Direction A: Print the section of the Haskell anagram post below from "Need help rewriting" to "grouped by anagrams.".
Direction B: In the Haskell anagram post below, why does the helper function take a string that is already sorted?
Direction C: Go on with the Haskell anagram post below from the point where it stops.
>> begin Passage given
Need help rewriting a Haskell program that groups words by anagrams in OCaml (or any ML)?

Question

I wrote a Haskell function that groups words by anagrams. I'm trying to learn OCaml, but I'm a little confused as to how use pattern matching in OCaml. Could someone help translate this to OCaml for me? Thank you!

This function takes a list of strings, and partitions it into a list of string lists, grouped by anagrams.

import Data.List

groupByAnagrams :: [String] -> [[String]]
groupByAnagrams []     = []
groupByAnagrams (x:xs) = let (listOfAnagrams, listOfNonAnagrams) = (partitionByAnagrams (sort x) xs)
                         in 
                         (x:listOfAnagrams):(groupByAnagrams listOfNonAnagrams)

This helper function takes a sorted string sortedStr, and a list of strings (the reason the string is sorted is so that I don't have to call sort on it every iteration). The string list is partitioned into two lists; one consisting of the strings that are anagrams to sortedStr, the other consisting of the strings that are not. The function returns the tuple that consists of these two lists.

partitionByAnagrams :: String -> [String] -> ([String], [String])
partitionByAnagrams sortedStr []     = ([], [])
partitionByAnagrams sortedStr (x:xs) 
         | (sortedStr == (sort x))   = let (listOfAnagrams, listOfNonAnagrams) = (partitionByAnagrams sortedStr xs)
                                       in
                                       (x:listOfAnagrams, listOfNonAnagrams)
         | otherwise                 = let (listOfAnagrams, listOfNonAnagrams) = (partitionByAnagrams sortedStr xs)
>> end Passage given
>> begin Raw data
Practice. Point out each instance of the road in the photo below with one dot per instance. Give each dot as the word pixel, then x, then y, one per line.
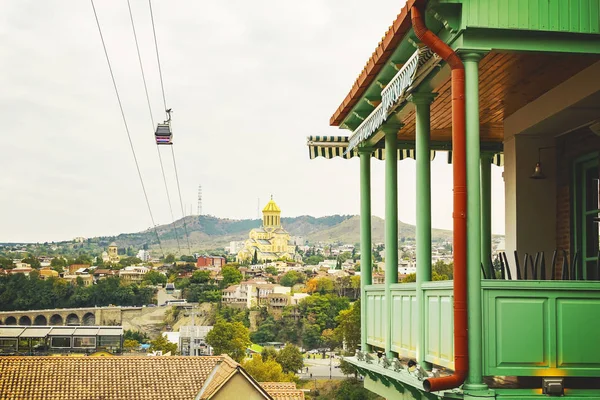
pixel 320 368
>> end Raw data
Reply A:
Need help rewriting a Haskell program that groups words by anagrams in OCaml (or any ML)?

Question

I wrote a Haskell function that groups words by anagrams. I'm trying to learn OCaml, but I'm a little confused as to how use pattern matching in OCaml. Could someone help translate this to OCaml for me? Thank you!

This function takes a list of strings, and partitions it into a list of string lists, grouped by anagrams.

Reply B: So that sort doesn't have to be called on it every iteration.

Reply C:
                                       in
                                       (listOfAnagrams, x:listOfNonAnagrams)

This is just a test case:

test1 = mapM_ print (groupByAnagrams ["opts", "alerting", "arrest", "bares", "drapes", "drawer", "emits", "least", "mate", "mates", "merit", "notes", "palest", "parses", "pores", "pots", "altering", "rarest", "baser", "parsed", "redraw", "items", "slate", "meat", "meats", "miter", "onset", "pastel", "passer", "poser", "spot", "integral", "raster", "bears", "rasped", "reward", "mites", "stale", "meta", "steam", "mitre", "steno", "petals", "spares", "prose", "stop", "relating", "raters", "braes", "spared", "warder", "smite", "steal", "tame", "tames", "remit", "stone", "plates", "sparse", "ropes", "tops", "triangle", "starer", "saber", "spread", "warred", "times", "tales", "team", "teams", "timer", "tones", "staple", "spears", "spore"])

**EDIT!!! This is a rewritten version of my function. Thanks to jrouquie for pointing out the inefficiency! **EDITED AGAIN ON 10/7 - used pattern matching on tuples for clarity, no need for all those fsts and snds.

groupByAnagrams2 :: [String] -> [[String]]
groupByAnagrams2 str = groupBySnd $ map (\s -> (s, (sort s))) str

groupBySnd :: [(String, String)] -> [[String]]
groupBySnd []           = []
groupBySnd ((s1,s2):xs) = let (listOfAnagrams, listOfNonAnagramPairs) = (partitionBySnd s2 xs)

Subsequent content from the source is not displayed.